[Spatial annotation entries]
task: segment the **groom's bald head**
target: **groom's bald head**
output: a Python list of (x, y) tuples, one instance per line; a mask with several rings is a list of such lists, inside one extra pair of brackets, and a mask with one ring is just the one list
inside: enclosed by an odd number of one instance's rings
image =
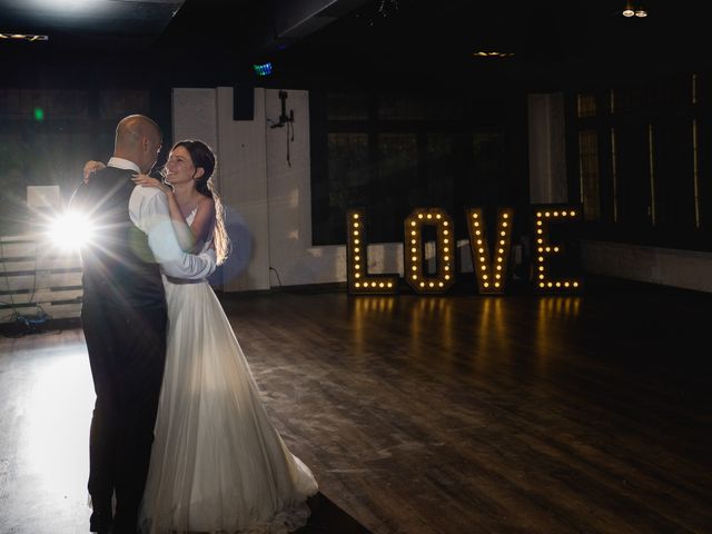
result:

• **Set exercise**: Rewrite the entries with every "bald head" changed to "shaved head" and everything else unchanged. Leave the pictures out.

• **Written reply**:
task: segment the **groom's shaved head**
target: **groom's shaved head**
output: a Python list of (x, y) tuples, one instance per line; a mask with several rings is a list of such lists, inside one extra pair of brackets, and a mask with one ring is just the one list
inside: enclosed by an odd number of one instance's rings
image =
result:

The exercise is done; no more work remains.